Identify each line of the records below that contains the word "pupil", and reproduce every such line in full.
>> start Task data
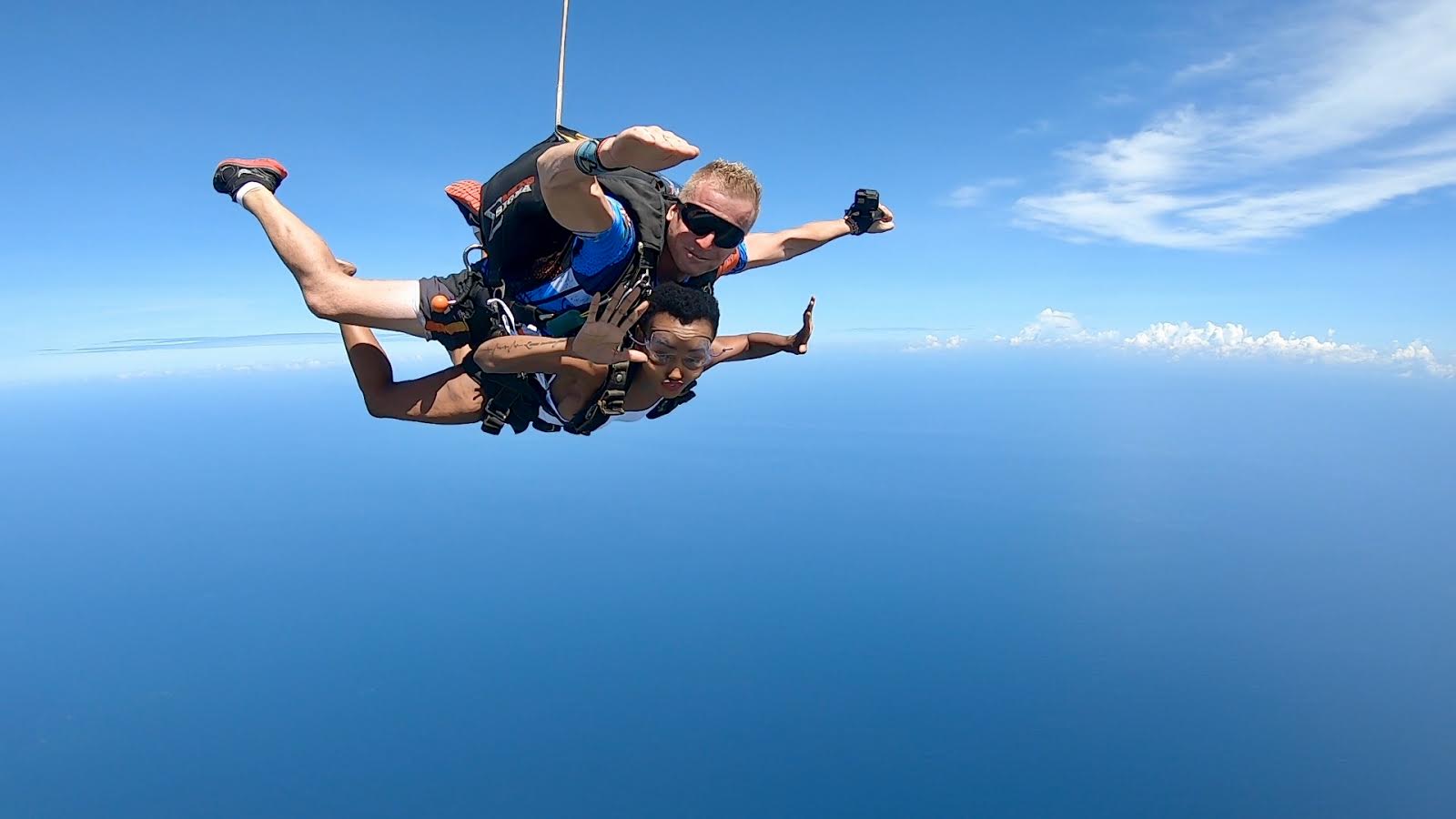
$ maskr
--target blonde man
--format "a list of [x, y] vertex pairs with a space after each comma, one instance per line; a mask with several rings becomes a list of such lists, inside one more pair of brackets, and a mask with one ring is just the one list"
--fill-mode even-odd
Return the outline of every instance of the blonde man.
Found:
[[[661, 245], [654, 274], [658, 281], [708, 284], [719, 275], [766, 267], [817, 249], [850, 233], [884, 233], [894, 229], [894, 214], [881, 208], [879, 219], [868, 229], [844, 219], [811, 222], [789, 230], [750, 233], [761, 201], [761, 187], [741, 163], [712, 162], [699, 169], [681, 191], [668, 195], [661, 214], [638, 207], [633, 219], [630, 197], [609, 192], [619, 178], [645, 172], [657, 173], [697, 157], [699, 150], [681, 137], [655, 125], [628, 128], [604, 140], [543, 143], [543, 150], [526, 154], [533, 160], [527, 192], [539, 195], [549, 211], [545, 227], [561, 230], [568, 239], [559, 258], [537, 265], [534, 280], [515, 281], [513, 306], [542, 315], [582, 312], [598, 293], [616, 286], [635, 264], [645, 232]], [[520, 160], [518, 160], [520, 162]], [[213, 188], [232, 197], [253, 214], [280, 259], [293, 273], [309, 309], [319, 318], [341, 324], [395, 329], [441, 341], [456, 363], [466, 358], [495, 329], [485, 326], [483, 309], [462, 306], [485, 303], [480, 270], [456, 275], [409, 280], [361, 280], [344, 274], [325, 240], [277, 198], [278, 185], [288, 175], [271, 159], [229, 159], [218, 163]], [[466, 185], [469, 188], [469, 185]], [[495, 203], [464, 203], [451, 187], [451, 198], [470, 216], [479, 214], [478, 230], [495, 233], [507, 205], [521, 200], [521, 188]], [[489, 195], [489, 189], [485, 191]], [[638, 203], [641, 205], [641, 203]], [[492, 219], [494, 219], [492, 217]], [[648, 222], [658, 220], [657, 224]], [[645, 220], [639, 224], [639, 220]], [[540, 220], [537, 220], [540, 222]], [[553, 223], [553, 224], [552, 224]], [[531, 239], [531, 230], [499, 230]], [[489, 240], [486, 242], [489, 246]], [[498, 254], [492, 251], [491, 264]], [[574, 328], [563, 331], [569, 334]], [[537, 332], [555, 334], [550, 326]]]

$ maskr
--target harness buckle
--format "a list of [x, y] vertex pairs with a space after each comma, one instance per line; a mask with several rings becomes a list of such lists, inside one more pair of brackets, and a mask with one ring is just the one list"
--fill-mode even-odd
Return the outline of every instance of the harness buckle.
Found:
[[879, 191], [871, 191], [869, 188], [860, 188], [855, 191], [855, 204], [844, 210], [844, 223], [849, 224], [849, 232], [855, 236], [869, 230], [885, 211], [879, 210]]

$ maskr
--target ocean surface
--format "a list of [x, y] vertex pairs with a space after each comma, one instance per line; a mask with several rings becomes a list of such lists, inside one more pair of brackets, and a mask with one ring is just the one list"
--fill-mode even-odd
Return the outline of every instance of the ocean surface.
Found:
[[0, 391], [0, 818], [1456, 815], [1456, 383], [830, 350], [655, 423]]

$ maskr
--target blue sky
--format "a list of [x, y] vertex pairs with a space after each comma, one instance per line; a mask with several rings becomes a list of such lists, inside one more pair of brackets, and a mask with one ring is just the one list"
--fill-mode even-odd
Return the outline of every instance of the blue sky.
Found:
[[[826, 341], [929, 328], [913, 335], [1456, 364], [1449, 1], [735, 13], [578, 3], [566, 122], [662, 124], [750, 163], [763, 229], [833, 217], [856, 187], [901, 226], [724, 287], [729, 329], [791, 329], [817, 293]], [[288, 165], [285, 201], [363, 275], [456, 270], [467, 233], [440, 191], [550, 127], [558, 15], [17, 10], [0, 35], [23, 77], [0, 134], [19, 157], [0, 205], [12, 372], [121, 361], [47, 348], [329, 332], [211, 192], [223, 156]], [[633, 38], [671, 44], [651, 79]]]

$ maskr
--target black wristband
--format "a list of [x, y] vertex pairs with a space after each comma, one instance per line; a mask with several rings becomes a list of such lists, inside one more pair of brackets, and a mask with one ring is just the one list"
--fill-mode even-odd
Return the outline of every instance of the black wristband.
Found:
[[622, 171], [622, 168], [607, 168], [606, 165], [601, 165], [601, 157], [598, 156], [600, 150], [601, 140], [585, 140], [577, 146], [577, 171], [581, 171], [587, 176], [597, 176], [610, 171]]

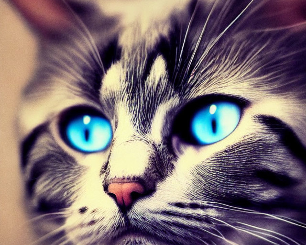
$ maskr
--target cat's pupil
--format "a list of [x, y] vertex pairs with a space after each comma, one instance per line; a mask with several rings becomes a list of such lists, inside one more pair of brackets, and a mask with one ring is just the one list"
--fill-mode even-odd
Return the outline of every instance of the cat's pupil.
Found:
[[217, 131], [217, 125], [216, 123], [216, 119], [214, 118], [211, 120], [211, 128], [212, 130], [212, 132], [214, 134], [215, 134]]
[[86, 141], [88, 141], [88, 140], [89, 138], [89, 130], [88, 129], [86, 129], [85, 130], [84, 134], [85, 136], [85, 140]]

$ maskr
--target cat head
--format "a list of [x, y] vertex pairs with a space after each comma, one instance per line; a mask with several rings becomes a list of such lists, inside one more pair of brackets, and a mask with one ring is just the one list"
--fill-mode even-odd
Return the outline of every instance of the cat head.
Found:
[[22, 168], [63, 219], [42, 242], [305, 242], [304, 2], [164, 2], [39, 26]]

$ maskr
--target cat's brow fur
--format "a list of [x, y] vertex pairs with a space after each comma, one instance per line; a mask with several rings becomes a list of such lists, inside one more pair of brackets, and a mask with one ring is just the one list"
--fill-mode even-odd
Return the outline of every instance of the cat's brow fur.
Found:
[[[306, 244], [305, 23], [270, 25], [269, 2], [161, 2], [132, 19], [68, 1], [75, 24], [42, 42], [19, 113], [28, 199], [63, 219], [39, 242]], [[173, 135], [212, 95], [247, 102], [233, 133], [202, 146]], [[80, 106], [110, 120], [105, 150], [62, 139]], [[106, 193], [118, 178], [148, 190], [127, 211]]]

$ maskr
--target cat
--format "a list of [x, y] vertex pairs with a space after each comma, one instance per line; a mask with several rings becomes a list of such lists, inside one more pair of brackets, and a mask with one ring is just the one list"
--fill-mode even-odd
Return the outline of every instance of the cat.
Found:
[[35, 244], [306, 244], [304, 3], [74, 0], [52, 28], [25, 15]]

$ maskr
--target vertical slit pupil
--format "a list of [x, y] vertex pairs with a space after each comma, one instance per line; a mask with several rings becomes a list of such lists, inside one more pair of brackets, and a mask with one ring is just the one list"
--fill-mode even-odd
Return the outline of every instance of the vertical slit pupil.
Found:
[[89, 138], [89, 130], [86, 129], [85, 130], [85, 140], [88, 141], [88, 140]]
[[211, 120], [211, 128], [213, 133], [215, 134], [217, 131], [217, 123], [216, 123], [216, 119], [214, 119]]

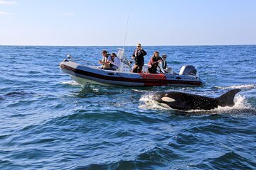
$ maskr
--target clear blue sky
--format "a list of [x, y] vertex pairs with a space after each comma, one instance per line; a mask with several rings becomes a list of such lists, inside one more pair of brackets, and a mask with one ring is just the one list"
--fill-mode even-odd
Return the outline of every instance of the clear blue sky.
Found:
[[256, 0], [0, 0], [0, 45], [256, 44]]

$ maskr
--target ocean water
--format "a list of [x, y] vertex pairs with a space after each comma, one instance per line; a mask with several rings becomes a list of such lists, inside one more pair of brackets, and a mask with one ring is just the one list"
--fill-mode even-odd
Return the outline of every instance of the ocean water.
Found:
[[[0, 169], [256, 169], [256, 45], [144, 47], [199, 87], [82, 86], [59, 64], [97, 65], [119, 47], [0, 46]], [[127, 47], [130, 56], [134, 47]], [[187, 112], [151, 102], [154, 91], [216, 97], [233, 107]]]

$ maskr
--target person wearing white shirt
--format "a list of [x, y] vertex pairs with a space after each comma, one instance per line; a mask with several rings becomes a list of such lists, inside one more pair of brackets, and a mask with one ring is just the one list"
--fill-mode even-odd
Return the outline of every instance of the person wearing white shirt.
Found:
[[105, 69], [107, 70], [117, 70], [120, 67], [121, 61], [115, 53], [112, 53], [111, 56], [107, 58], [108, 62], [110, 62], [110, 68]]
[[159, 73], [172, 73], [172, 68], [167, 67], [167, 55], [164, 54], [161, 57], [161, 60], [158, 63], [157, 71]]

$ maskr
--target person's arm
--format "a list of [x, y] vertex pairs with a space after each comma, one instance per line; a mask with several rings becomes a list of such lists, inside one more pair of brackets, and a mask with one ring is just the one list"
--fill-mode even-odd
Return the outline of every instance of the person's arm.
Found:
[[164, 69], [163, 68], [163, 61], [160, 61], [158, 64], [158, 66], [159, 67], [161, 72], [162, 72], [162, 73], [165, 73]]
[[111, 62], [113, 65], [117, 66], [118, 68], [120, 67], [120, 60], [118, 58], [118, 57], [115, 57], [114, 59], [114, 62]]
[[144, 50], [142, 50], [143, 55], [146, 55], [146, 52]]

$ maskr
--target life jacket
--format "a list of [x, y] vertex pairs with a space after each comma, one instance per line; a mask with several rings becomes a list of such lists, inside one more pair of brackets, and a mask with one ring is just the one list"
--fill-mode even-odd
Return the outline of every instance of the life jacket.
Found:
[[166, 69], [166, 67], [167, 67], [167, 61], [166, 60], [165, 60], [165, 61], [163, 60], [162, 67], [163, 67], [163, 69]]

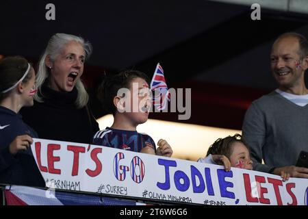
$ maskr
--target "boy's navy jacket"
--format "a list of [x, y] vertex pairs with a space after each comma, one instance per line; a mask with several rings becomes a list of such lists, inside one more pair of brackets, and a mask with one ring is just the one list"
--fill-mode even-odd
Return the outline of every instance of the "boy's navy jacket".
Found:
[[44, 187], [30, 147], [15, 155], [10, 153], [10, 144], [25, 134], [38, 138], [20, 114], [0, 106], [0, 183]]

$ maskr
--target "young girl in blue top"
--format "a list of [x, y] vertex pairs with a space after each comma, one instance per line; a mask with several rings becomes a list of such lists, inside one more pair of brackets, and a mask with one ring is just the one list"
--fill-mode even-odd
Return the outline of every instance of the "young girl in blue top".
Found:
[[36, 133], [18, 114], [33, 105], [36, 75], [23, 57], [0, 61], [0, 183], [44, 187], [31, 148]]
>> end Task data
Output ->
--target cat's pupil
Return the outline of every instance of the cat's pupil.
--target vertical slit pupil
Return the outline of every instance of the vertical slit pupil.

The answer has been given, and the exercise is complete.